-- Opening Marker --
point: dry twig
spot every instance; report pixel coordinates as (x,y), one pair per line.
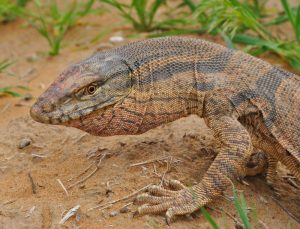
(69,214)
(63,187)
(91,174)
(33,186)
(110,203)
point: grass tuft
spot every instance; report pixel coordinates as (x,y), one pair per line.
(52,21)
(10,10)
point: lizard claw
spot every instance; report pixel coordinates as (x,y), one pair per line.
(181,202)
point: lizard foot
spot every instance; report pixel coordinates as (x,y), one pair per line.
(180,202)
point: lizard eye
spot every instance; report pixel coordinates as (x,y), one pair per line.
(91,89)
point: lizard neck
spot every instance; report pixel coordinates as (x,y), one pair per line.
(138,113)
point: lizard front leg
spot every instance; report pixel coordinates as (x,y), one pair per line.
(229,164)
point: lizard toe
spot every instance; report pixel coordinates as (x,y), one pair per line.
(174,184)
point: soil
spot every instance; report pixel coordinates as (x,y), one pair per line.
(31,195)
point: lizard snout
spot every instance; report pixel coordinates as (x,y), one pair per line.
(39,112)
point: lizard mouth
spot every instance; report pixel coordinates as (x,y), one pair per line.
(56,117)
(48,115)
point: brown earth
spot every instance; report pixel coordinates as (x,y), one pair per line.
(30,194)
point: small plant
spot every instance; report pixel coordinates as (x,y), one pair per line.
(138,13)
(234,19)
(9,10)
(52,22)
(142,14)
(240,207)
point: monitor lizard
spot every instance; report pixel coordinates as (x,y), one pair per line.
(128,90)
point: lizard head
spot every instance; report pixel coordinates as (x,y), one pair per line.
(95,84)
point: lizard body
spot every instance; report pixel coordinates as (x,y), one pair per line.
(128,90)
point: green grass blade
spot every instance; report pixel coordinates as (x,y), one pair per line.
(190,4)
(241,208)
(140,8)
(155,6)
(209,218)
(5,64)
(289,13)
(298,24)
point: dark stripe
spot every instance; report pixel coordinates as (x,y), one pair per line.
(242,97)
(128,121)
(267,85)
(205,86)
(213,65)
(131,111)
(162,99)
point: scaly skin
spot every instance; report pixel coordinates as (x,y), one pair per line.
(245,101)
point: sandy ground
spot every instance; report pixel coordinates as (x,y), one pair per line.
(30,193)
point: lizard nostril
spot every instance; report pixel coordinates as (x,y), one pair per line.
(48,107)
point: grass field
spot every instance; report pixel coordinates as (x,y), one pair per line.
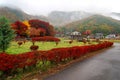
(15,49)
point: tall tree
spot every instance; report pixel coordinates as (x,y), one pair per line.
(6,34)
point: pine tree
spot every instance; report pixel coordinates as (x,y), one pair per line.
(6,34)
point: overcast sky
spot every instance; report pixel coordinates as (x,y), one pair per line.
(43,7)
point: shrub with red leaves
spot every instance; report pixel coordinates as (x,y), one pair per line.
(11,62)
(34,47)
(20,43)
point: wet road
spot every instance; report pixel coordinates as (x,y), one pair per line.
(105,66)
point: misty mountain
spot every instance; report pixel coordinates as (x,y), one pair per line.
(56,18)
(95,23)
(17,14)
(60,18)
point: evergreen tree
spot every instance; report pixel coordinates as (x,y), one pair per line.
(6,34)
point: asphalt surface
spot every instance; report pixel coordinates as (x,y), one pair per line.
(104,66)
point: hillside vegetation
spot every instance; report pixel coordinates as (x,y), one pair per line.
(95,23)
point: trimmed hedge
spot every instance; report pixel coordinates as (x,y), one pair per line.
(11,62)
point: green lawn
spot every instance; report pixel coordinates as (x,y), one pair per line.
(15,49)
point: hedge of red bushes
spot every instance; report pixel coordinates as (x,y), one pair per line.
(11,62)
(46,38)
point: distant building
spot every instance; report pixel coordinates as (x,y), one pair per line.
(111,36)
(76,35)
(99,36)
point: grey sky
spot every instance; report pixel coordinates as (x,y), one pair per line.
(45,6)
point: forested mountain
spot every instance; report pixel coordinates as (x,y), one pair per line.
(59,18)
(95,23)
(17,14)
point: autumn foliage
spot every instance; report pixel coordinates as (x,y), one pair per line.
(33,28)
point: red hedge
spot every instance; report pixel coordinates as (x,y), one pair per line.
(9,62)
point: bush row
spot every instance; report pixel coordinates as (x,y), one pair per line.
(12,62)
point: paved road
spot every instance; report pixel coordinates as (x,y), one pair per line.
(105,66)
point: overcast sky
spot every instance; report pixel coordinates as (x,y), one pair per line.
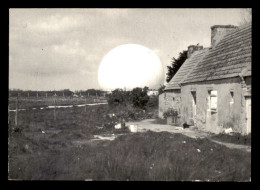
(62,48)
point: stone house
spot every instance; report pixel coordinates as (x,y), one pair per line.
(216,93)
(171,97)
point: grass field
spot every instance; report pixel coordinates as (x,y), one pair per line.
(44,149)
(33,102)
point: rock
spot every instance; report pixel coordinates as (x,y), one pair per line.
(133,128)
(229,130)
(118,126)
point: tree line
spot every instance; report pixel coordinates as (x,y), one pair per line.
(65,93)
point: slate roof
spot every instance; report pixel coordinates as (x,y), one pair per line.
(186,68)
(229,58)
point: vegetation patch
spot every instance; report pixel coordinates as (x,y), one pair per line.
(235,138)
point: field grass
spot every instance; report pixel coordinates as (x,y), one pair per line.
(235,138)
(33,102)
(44,149)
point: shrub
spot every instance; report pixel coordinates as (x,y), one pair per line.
(170,112)
(139,97)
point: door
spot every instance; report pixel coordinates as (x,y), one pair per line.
(248,114)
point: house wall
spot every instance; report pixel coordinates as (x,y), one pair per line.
(227,114)
(166,101)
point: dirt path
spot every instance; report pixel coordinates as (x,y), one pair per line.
(149,124)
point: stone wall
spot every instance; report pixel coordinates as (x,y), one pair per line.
(169,99)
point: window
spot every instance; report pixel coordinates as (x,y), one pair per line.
(212,100)
(231,98)
(194,102)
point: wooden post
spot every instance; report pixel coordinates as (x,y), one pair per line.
(16,113)
(8,115)
(54,109)
(86,104)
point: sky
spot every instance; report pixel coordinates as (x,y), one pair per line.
(55,49)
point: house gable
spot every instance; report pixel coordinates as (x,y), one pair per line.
(227,59)
(186,68)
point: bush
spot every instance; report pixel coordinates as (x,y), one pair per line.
(153,102)
(139,97)
(170,112)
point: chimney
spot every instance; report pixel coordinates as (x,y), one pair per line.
(193,48)
(218,32)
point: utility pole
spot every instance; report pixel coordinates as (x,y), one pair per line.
(54,109)
(16,112)
(85,104)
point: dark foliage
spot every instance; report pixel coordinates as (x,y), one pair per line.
(160,90)
(139,97)
(175,65)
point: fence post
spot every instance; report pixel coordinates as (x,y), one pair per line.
(8,114)
(16,113)
(54,109)
(85,104)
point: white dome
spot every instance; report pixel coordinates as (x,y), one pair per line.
(129,66)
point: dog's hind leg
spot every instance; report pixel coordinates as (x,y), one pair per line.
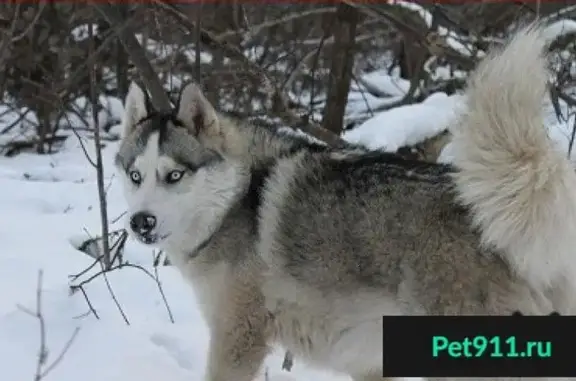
(238,334)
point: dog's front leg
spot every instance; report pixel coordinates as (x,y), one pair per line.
(238,342)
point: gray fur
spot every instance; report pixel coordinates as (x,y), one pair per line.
(300,245)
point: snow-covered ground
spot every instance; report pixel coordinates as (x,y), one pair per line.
(48,202)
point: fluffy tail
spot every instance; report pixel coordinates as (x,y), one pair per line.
(521,189)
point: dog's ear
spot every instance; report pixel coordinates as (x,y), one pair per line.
(135,108)
(196,112)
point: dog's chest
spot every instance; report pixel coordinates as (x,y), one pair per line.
(207,283)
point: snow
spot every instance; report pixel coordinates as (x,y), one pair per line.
(49,204)
(408,124)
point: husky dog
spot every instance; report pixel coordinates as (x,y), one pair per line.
(293,243)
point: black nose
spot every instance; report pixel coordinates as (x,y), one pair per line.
(142,222)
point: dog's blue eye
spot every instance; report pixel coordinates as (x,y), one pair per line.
(174,177)
(135,177)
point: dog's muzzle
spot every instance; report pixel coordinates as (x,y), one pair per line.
(143,225)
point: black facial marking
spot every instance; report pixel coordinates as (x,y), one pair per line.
(158,122)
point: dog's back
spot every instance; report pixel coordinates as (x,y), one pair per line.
(349,238)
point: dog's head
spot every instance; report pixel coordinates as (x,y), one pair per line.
(175,178)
-- Closing Marker --
Problem details: All lines from the listing above that include "grass" should be shown.

Task solution:
point: grass tuft
point: green grass blade
point: grass field
point: grass field
point: field grass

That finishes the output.